• [Your goal]:
Render the lines from the one containing "Task: set a pin on each instance of the soil." up to and including the one containing "point(214, 166)" as a JSON array of strings, one string per line, skipping blank lines. Output only those lines.

• [The input]:
··········
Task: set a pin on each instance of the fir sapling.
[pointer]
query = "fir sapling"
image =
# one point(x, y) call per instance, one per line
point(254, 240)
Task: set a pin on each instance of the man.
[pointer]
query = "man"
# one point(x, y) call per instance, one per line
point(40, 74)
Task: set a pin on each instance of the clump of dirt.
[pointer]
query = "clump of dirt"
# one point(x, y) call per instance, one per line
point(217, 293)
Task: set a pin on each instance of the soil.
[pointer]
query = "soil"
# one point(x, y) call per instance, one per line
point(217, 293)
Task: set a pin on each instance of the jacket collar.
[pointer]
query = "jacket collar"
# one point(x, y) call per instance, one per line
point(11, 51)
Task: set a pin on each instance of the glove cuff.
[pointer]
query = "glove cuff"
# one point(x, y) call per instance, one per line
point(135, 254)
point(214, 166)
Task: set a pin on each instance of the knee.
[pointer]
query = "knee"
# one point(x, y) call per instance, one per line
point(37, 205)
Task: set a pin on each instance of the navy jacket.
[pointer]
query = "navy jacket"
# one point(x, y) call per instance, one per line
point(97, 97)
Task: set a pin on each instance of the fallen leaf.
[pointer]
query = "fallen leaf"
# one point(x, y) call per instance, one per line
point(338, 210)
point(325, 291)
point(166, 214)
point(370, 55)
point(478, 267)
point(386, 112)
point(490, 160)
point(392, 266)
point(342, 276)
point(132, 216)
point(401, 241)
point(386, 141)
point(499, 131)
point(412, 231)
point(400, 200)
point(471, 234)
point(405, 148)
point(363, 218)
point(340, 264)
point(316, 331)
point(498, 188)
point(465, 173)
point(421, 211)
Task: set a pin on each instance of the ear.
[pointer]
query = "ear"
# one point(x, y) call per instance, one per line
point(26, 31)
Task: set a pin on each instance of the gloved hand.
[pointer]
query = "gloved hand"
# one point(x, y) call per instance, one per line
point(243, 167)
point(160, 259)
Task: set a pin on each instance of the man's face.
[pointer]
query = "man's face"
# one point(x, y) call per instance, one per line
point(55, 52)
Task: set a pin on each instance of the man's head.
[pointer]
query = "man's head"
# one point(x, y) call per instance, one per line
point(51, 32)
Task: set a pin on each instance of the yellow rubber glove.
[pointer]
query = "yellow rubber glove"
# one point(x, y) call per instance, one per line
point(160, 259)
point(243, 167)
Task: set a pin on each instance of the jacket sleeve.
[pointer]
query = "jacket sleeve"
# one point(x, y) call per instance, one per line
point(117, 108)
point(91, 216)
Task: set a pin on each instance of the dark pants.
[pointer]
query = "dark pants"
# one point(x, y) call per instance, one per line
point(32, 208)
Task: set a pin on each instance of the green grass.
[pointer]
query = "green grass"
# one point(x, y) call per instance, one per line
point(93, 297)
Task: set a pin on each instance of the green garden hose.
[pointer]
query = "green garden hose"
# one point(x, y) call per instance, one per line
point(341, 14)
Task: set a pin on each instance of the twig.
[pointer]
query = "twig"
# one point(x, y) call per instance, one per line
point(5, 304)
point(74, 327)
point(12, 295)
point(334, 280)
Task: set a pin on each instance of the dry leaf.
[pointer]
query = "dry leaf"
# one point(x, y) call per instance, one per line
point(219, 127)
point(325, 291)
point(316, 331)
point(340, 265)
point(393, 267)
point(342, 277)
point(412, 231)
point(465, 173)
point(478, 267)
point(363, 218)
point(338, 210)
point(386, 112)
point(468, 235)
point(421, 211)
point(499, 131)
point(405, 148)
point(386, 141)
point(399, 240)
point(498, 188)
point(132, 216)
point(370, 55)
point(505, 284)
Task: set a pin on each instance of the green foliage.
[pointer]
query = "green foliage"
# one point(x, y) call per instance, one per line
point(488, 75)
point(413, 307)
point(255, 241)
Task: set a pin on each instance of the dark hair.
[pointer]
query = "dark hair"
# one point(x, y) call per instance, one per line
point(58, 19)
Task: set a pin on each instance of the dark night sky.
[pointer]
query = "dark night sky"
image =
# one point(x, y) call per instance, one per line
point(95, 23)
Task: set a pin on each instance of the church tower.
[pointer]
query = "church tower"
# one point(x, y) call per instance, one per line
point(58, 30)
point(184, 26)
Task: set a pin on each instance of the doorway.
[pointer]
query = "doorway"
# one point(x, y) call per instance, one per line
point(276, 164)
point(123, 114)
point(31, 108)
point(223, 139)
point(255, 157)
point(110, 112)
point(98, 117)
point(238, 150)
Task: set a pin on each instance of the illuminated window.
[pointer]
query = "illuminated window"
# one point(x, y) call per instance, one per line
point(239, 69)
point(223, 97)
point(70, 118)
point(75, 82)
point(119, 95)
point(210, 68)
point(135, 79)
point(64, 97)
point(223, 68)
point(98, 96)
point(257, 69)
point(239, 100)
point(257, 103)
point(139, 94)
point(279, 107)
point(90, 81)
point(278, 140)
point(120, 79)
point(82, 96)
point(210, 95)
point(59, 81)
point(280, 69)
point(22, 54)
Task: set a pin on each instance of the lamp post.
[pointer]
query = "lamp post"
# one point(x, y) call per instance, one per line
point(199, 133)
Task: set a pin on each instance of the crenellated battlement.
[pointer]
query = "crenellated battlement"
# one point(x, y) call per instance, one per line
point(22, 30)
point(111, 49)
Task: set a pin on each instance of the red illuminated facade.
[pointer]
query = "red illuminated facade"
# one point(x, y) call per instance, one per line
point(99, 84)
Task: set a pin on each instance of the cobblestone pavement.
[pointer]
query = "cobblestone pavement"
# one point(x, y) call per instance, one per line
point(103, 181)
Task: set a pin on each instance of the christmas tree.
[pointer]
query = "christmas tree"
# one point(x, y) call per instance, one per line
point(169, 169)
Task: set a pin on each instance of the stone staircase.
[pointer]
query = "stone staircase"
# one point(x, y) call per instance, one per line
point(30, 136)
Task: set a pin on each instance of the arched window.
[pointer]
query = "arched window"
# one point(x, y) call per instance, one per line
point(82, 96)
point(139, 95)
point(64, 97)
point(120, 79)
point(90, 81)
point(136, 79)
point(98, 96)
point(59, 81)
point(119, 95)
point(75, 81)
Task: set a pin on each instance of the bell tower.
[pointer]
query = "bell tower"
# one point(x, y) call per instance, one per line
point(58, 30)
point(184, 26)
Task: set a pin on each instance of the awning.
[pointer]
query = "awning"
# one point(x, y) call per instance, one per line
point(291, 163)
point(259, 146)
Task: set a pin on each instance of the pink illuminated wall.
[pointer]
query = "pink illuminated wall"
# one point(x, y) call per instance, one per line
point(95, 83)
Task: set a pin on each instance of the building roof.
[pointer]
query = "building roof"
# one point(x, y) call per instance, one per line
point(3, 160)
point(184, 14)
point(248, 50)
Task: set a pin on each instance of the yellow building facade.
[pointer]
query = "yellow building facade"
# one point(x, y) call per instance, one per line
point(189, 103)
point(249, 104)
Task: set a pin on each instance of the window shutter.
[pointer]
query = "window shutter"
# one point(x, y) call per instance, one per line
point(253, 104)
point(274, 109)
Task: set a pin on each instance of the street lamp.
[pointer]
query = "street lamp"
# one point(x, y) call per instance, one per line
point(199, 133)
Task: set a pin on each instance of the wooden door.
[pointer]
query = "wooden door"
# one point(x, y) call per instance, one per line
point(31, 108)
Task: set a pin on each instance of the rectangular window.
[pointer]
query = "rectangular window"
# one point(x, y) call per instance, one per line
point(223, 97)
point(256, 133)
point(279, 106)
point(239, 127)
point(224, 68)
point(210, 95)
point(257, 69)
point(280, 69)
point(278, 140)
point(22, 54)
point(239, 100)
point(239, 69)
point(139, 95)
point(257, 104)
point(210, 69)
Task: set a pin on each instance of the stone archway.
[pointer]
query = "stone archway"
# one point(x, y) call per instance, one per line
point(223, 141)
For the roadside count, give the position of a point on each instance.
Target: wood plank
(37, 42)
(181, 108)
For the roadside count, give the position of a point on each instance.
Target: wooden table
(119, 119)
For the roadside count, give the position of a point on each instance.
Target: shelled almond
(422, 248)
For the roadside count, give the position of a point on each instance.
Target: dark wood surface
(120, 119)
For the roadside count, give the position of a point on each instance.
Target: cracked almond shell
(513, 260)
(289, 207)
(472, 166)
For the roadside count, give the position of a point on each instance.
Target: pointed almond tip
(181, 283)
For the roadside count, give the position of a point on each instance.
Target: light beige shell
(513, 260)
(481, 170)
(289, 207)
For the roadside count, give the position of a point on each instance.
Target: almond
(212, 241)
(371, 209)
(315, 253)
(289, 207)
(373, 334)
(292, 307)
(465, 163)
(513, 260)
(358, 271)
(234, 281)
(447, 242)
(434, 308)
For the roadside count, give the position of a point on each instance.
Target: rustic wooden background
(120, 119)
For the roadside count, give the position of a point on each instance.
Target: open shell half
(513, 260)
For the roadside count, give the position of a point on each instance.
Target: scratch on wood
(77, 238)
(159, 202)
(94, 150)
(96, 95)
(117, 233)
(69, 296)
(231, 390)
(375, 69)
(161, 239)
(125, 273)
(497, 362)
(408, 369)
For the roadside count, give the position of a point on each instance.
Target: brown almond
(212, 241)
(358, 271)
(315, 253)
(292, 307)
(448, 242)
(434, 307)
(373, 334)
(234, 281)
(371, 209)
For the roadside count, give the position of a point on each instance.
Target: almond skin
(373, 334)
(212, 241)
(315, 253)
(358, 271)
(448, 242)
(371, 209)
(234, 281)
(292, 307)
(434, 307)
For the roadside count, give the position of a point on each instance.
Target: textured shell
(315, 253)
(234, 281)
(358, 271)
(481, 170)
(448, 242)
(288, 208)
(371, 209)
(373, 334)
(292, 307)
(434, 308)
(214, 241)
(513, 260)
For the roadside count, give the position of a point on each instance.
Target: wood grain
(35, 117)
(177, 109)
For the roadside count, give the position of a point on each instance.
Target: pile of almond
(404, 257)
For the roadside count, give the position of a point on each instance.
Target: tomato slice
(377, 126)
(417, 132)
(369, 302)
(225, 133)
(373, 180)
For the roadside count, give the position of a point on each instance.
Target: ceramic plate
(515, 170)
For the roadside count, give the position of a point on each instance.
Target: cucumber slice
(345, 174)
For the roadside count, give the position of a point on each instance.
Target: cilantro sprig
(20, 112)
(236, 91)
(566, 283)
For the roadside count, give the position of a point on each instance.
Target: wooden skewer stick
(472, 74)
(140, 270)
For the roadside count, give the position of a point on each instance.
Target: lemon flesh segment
··········
• [Output for this task]:
[
  "Task: set a pin on each instance of the soil.",
  "[pointer]",
  "query = \"soil\"",
  "# one point(x, y) call per instance, one per line",
  "point(217, 293)",
  "Task: set a pin on each instance of the jacket collar.",
  "[pointer]",
  "query = \"jacket collar\"",
  "# one point(x, y) call per instance, one per line",
  "point(11, 51)",
  "Task: set a pin on each instance of the glove cuff.",
  "[pointer]",
  "query = \"glove cuff\"",
  "# one point(x, y) call per instance, one per line",
  "point(135, 254)",
  "point(214, 166)"
]